▶ _Data in this exercise_:
◆ ◆ ◆ ◆ ◆

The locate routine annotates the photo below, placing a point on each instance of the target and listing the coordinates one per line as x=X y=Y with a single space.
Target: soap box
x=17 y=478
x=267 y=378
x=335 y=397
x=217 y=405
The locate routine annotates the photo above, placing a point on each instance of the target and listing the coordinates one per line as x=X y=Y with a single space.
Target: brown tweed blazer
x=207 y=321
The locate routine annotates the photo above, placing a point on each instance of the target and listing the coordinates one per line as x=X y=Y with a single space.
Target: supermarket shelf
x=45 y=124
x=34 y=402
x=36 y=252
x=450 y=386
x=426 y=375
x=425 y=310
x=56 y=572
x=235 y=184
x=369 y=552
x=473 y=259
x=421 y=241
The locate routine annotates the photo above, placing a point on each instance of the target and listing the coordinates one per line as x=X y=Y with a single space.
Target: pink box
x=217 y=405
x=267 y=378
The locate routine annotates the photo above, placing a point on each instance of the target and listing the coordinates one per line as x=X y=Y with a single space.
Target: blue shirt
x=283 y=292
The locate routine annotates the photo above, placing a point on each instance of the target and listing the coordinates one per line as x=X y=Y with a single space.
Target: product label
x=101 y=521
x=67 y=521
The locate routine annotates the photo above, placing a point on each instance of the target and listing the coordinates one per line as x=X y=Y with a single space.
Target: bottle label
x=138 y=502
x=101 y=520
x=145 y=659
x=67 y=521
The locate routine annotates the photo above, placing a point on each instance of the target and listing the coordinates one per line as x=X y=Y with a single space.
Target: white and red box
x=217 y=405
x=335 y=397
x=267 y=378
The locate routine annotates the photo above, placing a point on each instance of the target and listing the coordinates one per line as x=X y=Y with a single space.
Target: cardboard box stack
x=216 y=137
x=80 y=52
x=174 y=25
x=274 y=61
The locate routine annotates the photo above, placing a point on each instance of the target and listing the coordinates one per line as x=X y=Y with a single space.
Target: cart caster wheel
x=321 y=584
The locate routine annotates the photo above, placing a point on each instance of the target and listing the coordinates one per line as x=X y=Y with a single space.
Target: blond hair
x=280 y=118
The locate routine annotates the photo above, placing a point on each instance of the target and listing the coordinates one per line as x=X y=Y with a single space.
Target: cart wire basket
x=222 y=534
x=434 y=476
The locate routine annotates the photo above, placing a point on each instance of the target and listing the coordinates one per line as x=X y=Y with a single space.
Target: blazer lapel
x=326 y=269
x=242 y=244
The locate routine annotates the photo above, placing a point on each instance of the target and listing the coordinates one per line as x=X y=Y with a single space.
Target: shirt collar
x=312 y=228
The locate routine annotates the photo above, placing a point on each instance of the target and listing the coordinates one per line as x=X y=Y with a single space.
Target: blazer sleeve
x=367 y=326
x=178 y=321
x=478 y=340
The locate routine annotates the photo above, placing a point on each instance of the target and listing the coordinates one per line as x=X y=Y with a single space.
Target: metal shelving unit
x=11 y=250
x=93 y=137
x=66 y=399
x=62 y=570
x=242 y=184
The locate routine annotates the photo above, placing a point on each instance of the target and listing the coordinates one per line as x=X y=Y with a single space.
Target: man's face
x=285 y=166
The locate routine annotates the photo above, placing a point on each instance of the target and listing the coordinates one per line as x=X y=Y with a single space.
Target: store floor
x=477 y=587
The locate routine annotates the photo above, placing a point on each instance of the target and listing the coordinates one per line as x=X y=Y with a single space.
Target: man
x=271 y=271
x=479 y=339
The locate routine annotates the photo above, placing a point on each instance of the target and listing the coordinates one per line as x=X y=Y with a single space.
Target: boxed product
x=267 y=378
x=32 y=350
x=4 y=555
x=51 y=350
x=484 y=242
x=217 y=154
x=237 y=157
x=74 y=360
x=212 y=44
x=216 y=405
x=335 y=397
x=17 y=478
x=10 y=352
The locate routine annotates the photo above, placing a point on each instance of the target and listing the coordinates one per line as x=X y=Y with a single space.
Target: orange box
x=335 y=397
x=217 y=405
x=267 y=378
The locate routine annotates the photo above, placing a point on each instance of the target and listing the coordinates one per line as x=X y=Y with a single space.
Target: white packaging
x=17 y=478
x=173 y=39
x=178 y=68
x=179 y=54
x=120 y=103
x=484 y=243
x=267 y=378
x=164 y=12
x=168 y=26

◆ ◆ ◆ ◆ ◆

▶ _Aim_: Copy the records word for word, starting from the very first line and ending with the line that contains "x=421 y=241".

▶ _Solution to this exercise_:
The locate routine annotates the photo below, placing a point on each instance of the target and listing the coordinates one per line as x=X y=Y with a single space.
Target: soap box
x=17 y=478
x=267 y=378
x=335 y=397
x=217 y=405
The locate routine annotates the photo above, placing a point on each instance of the target and listing the coordinates one per line as x=X y=Y with a single space.
Target: brown tweed blazer
x=207 y=321
The locate routine annotates the photo above, placing a point on each instance of the target and listing the coordinates one per line as x=X y=Y with a single space.
Target: supermarket shelf
x=45 y=124
x=34 y=402
x=36 y=252
x=450 y=386
x=426 y=375
x=425 y=310
x=56 y=572
x=235 y=184
x=369 y=552
x=473 y=259
x=421 y=241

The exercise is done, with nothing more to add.